## Written task
In the data below, rewrite everything from the line containing "In the photo above, each instance of the butcher" down to the end of the data, substituting "white base cabinet" for "white lower cabinet" and leaving all else unchanged.

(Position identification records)
###
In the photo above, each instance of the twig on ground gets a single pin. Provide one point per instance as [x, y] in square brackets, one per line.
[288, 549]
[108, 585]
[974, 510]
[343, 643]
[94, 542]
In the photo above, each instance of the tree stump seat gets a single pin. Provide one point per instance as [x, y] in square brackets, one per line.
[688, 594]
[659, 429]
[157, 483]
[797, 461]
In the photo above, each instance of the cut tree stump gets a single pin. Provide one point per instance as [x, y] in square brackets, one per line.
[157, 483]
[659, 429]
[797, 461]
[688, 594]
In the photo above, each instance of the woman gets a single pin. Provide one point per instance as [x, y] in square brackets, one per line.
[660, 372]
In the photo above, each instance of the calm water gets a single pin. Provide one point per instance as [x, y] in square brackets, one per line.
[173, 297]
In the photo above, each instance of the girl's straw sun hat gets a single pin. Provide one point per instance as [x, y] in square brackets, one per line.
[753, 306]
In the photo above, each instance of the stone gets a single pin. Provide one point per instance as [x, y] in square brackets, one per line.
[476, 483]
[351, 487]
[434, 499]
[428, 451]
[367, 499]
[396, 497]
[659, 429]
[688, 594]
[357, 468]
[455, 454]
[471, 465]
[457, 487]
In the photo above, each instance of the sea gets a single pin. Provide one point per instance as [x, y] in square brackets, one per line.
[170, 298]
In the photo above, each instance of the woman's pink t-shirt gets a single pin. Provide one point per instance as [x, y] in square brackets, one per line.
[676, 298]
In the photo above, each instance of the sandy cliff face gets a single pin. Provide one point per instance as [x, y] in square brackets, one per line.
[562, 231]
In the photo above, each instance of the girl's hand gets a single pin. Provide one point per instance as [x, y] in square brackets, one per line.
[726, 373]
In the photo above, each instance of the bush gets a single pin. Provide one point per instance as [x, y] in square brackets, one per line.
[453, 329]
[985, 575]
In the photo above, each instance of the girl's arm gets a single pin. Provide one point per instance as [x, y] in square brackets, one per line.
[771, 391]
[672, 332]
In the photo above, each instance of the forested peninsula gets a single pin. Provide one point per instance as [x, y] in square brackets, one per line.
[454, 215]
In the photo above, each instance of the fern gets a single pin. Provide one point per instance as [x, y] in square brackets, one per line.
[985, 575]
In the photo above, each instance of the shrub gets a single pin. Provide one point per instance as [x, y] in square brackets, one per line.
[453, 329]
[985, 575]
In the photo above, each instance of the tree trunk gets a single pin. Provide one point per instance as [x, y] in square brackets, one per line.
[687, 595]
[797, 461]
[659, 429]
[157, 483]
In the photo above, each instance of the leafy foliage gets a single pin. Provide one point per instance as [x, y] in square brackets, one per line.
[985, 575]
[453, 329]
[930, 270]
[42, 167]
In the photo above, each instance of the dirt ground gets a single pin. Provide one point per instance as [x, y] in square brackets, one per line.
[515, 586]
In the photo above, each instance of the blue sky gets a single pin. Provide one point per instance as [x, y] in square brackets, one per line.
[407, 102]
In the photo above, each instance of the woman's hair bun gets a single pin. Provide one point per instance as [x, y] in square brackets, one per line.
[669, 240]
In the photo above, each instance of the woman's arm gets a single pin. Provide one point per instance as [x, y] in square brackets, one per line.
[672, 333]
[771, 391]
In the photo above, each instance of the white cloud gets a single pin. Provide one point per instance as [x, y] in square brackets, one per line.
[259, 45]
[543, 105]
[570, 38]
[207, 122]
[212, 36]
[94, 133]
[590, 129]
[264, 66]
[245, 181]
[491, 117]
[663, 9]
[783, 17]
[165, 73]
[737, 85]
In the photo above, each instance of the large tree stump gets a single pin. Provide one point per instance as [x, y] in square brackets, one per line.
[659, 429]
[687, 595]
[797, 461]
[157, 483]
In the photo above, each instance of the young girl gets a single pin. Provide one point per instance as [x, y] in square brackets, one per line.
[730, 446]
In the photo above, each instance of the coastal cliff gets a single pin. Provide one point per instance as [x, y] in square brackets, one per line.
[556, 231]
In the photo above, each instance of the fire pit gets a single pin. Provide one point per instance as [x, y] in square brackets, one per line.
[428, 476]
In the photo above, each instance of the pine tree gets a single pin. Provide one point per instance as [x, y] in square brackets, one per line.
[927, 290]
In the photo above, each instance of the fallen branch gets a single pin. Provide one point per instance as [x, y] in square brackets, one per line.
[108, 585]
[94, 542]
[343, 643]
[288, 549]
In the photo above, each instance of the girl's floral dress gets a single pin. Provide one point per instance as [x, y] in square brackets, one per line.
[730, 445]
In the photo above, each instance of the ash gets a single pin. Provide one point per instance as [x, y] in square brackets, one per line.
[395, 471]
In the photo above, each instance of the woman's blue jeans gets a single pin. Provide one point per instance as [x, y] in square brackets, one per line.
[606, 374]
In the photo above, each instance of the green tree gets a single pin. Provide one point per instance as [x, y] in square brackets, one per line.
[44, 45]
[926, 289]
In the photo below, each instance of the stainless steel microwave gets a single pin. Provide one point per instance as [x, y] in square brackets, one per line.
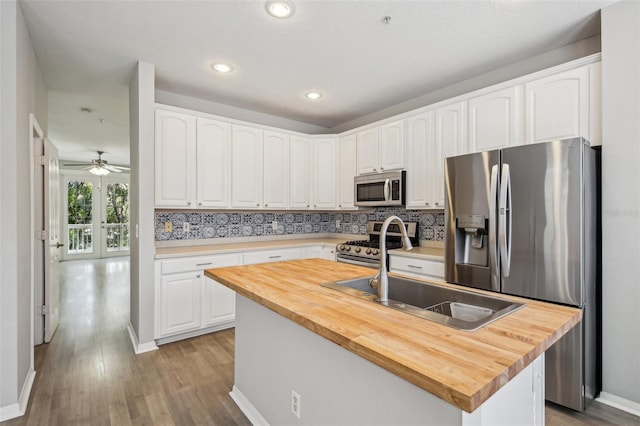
[380, 189]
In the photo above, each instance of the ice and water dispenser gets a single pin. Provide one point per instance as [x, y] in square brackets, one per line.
[472, 240]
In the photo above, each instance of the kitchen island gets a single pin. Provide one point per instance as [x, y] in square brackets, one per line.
[352, 361]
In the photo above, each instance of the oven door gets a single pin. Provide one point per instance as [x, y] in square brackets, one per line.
[359, 261]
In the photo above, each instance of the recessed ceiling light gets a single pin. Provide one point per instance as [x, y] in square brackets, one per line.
[313, 95]
[223, 68]
[280, 8]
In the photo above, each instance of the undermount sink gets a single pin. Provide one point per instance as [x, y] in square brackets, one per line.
[460, 309]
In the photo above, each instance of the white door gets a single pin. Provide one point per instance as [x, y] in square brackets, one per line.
[52, 227]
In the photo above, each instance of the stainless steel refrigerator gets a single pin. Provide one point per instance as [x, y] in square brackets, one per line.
[524, 221]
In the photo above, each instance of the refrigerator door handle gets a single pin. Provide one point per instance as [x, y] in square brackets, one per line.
[504, 225]
[493, 222]
[387, 189]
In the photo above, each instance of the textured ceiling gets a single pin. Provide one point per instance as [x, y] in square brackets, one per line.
[87, 51]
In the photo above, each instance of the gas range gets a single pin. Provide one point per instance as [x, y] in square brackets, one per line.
[367, 252]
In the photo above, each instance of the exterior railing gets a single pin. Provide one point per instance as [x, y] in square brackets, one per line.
[81, 238]
[117, 236]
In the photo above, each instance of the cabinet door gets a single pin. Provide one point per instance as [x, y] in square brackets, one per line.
[212, 163]
[420, 160]
[324, 173]
[246, 166]
[275, 191]
[300, 169]
[450, 138]
[218, 301]
[175, 141]
[495, 120]
[180, 302]
[367, 151]
[391, 146]
[557, 107]
[347, 171]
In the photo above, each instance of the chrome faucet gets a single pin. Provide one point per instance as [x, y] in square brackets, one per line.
[381, 280]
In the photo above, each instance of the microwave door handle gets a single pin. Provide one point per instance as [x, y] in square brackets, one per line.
[387, 189]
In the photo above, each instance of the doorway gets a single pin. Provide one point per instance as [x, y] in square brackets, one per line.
[96, 212]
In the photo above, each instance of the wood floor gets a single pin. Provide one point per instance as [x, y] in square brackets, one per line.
[89, 375]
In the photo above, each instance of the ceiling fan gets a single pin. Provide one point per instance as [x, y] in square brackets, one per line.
[100, 167]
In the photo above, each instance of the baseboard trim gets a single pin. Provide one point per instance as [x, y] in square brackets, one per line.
[19, 408]
[137, 347]
[247, 408]
[620, 403]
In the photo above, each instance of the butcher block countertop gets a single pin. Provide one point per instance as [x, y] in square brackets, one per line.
[462, 368]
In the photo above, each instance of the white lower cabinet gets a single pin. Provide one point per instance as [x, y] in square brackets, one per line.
[187, 301]
[274, 255]
[421, 268]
###
## The result
In the photo above, each instance of the butcher block countertop gets a single pin. Provide one point per instance as [x, y] in square brackets, one per line.
[462, 368]
In the photo above, each instance of the white base cabinet gets a single pin. Provide one point per instance as [x, y] in square brackets, one per line.
[187, 301]
[274, 255]
[421, 268]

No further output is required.